◆ Entries provided

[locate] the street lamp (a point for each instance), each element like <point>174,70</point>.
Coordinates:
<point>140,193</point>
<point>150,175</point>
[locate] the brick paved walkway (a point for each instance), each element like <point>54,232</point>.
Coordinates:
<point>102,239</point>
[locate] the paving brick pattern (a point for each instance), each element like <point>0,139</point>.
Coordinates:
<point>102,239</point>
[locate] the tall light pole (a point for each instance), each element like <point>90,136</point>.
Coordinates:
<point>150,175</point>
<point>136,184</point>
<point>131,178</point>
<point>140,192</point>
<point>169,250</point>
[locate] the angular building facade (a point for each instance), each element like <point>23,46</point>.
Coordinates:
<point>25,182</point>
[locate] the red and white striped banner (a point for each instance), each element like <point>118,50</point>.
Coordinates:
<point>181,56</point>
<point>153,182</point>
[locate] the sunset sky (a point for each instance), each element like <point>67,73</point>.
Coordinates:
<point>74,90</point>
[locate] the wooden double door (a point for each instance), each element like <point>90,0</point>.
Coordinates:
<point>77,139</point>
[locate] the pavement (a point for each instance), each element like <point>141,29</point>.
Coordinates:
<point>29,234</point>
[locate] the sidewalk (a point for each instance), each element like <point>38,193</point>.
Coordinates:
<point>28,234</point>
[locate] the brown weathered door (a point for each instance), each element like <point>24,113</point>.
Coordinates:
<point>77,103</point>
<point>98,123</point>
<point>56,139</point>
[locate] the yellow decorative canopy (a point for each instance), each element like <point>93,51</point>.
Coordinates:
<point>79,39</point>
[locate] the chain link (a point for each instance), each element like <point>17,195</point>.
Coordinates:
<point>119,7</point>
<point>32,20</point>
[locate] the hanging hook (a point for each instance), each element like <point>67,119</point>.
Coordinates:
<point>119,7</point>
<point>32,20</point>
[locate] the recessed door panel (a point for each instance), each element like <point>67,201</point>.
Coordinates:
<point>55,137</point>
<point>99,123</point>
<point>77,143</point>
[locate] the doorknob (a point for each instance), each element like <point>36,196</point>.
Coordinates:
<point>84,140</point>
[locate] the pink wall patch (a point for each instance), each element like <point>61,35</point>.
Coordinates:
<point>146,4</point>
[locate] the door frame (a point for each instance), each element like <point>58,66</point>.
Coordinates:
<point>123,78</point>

◆ What you should do
State how many lines in the listing contain the word "brick", and write nothing besides that number.

◆ Solved problem
2